● **SET TASK**: Give the records back in full, exactly as they read.

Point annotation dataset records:
************

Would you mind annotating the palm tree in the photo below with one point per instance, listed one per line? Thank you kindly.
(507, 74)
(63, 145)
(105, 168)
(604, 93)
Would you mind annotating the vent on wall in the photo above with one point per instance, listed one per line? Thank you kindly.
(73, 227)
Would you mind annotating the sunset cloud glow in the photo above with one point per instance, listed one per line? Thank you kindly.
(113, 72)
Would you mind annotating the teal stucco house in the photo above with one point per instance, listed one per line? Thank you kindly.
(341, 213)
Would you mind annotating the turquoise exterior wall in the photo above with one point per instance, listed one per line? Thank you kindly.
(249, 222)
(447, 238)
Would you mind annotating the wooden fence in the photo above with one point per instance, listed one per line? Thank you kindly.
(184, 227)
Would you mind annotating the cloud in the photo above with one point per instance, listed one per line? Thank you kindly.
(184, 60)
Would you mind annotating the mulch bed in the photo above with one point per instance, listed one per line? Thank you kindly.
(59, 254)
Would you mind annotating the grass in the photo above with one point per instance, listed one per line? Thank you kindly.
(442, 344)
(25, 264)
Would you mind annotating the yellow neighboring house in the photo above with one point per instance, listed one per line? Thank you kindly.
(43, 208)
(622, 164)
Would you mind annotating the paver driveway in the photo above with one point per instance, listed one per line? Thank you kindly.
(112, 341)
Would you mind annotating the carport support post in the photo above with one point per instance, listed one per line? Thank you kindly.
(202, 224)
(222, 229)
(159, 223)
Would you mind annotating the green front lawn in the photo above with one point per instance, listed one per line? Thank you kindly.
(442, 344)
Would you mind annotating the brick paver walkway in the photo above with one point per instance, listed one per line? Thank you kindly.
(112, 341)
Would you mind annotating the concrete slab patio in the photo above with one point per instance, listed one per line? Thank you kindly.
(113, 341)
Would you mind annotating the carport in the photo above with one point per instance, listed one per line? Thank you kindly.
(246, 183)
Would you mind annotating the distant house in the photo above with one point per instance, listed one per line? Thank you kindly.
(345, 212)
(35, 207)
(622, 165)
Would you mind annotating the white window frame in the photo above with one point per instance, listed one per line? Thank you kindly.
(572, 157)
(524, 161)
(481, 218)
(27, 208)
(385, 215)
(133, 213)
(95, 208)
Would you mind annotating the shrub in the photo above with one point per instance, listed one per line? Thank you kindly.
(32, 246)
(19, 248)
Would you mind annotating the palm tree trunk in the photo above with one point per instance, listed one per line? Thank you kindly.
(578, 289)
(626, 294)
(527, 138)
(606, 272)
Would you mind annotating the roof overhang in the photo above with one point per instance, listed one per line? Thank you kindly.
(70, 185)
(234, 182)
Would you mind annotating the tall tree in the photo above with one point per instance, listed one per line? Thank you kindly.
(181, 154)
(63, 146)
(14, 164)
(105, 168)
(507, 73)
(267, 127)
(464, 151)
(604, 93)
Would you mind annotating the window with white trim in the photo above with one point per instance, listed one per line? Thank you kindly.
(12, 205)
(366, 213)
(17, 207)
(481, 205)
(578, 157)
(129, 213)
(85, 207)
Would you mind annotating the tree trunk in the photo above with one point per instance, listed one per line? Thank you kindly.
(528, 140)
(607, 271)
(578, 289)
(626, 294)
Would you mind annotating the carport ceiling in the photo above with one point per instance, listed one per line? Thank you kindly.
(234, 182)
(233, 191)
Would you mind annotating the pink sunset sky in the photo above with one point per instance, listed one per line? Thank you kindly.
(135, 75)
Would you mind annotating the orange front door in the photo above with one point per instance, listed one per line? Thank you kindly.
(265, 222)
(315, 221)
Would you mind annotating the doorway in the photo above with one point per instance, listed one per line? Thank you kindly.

************

● **WRITTEN SOLUTION**:
Would you mind annotating the palm tree in the photo below with one point per instance, listed one per line? Thank you kindly.
(507, 74)
(63, 145)
(105, 168)
(604, 93)
Would you mind annotating the vent on wall in the photo above with one point per instance, listed one per line? Thank you kindly.
(73, 227)
Would you mind annotating the sunset cloud glow in the photo above with one point per instance, listed one per line? Thank you kindly.
(113, 72)
Would you mind annotating the teal stucco house in the photo above with one point per instance, listed one per line? Thank you kindly.
(341, 213)
Would you mind annotating the turquoise exterior wall in the photo above with one point per instance, listed one per line? Thank you kindly.
(249, 222)
(447, 238)
Would you mind annotating the wooden fence in the photo above with one point per instance, listed one per line? Thank you kindly.
(184, 227)
Would you mind annotating the cloud in the photo above with one point per instance, listed one per line? Thank you kindly.
(184, 60)
Would you mind annotating the mulch bed in the photo above with one point per instance, listed one per line? Thank you kindly.
(59, 254)
Would you mind annotating the grass in the photo above with one point per instance, listed one per line? Thank you kindly.
(442, 344)
(25, 264)
Would you mind annotating the yellow neighboring house in the photo above with one point per instance, listed one per line? Thank you kindly.
(43, 208)
(622, 164)
Would you mind annotating the paver driveway in the photo above with one point per instance, listed one per line? Thank you kindly.
(112, 341)
Would you mind annotating the carport support post in the photo above with one point per instance, listed one per line? Thank you kindly.
(202, 224)
(222, 229)
(159, 223)
Would you mind annotating the green front lawn in the photo above with one point per instance, listed one per line? Thank you kindly.
(442, 344)
Would you mind annotating the brick paver walkway in the photo above with one point per instance, listed one per line? Thank you kindly.
(112, 341)
Would you mind annotating the concrete slab patio in the photo above with one point per instance, listed one per line? Thank you kindly.
(113, 341)
Would you mind annotating the carport in the photo above with one point per instance, listed one per line? Thank you kindly.
(246, 183)
Would you mind annotating the distant house in the photo above with one point per instance, listed one per line? Thank you kindly.
(345, 212)
(35, 207)
(622, 165)
Would you mind annotating the white window frame in the photo above with one point per instance, listed one per line? Thank you kindly.
(572, 157)
(524, 161)
(481, 218)
(27, 208)
(385, 215)
(133, 213)
(95, 208)
Would you mind annotating the shrub in the photo above with one point per instance, listed one per line? Thank you kindly.
(32, 246)
(19, 248)
Would you mind annotating the palm tree trunk in the photo above with one point per instance, listed one per line? Thank you kindly.
(578, 289)
(626, 294)
(527, 138)
(606, 272)
Would you mind annotating the roof overhang in the photo above with one point per instance, listed one per line? Thank you kindly.
(70, 185)
(234, 182)
Would you mind annotating the tall tree in the photo above with one point per instance, listed one per line? Thank you kindly.
(181, 154)
(63, 146)
(14, 164)
(105, 168)
(507, 73)
(267, 127)
(464, 151)
(604, 93)
Would you mind annotating the window with white trim in the photo above with one point per instance, listed one per line? Thank you kindly.
(12, 205)
(366, 213)
(17, 207)
(481, 205)
(578, 157)
(129, 213)
(85, 207)
Would you mind annotating the tree trunk in the photo above with one point per instance, listed one per line? Thank you kindly.
(528, 140)
(607, 271)
(578, 289)
(626, 294)
Would you mind annotating the carport ceiling in the photo above with one point per instance, listed one per line? Thank you kindly.
(234, 182)
(233, 191)
Would you mind annotating the pink sunset sky in the photo above with one point per instance, listed one per line? Thank you kindly.
(135, 75)
Would you mind annotating the orange front door in the photo above with one point per instance, listed one per line? Thank you kindly.
(265, 222)
(315, 221)
Would you mind annotating the doorway in the photo above with one point per instance, listed one per line? Thank you kindly.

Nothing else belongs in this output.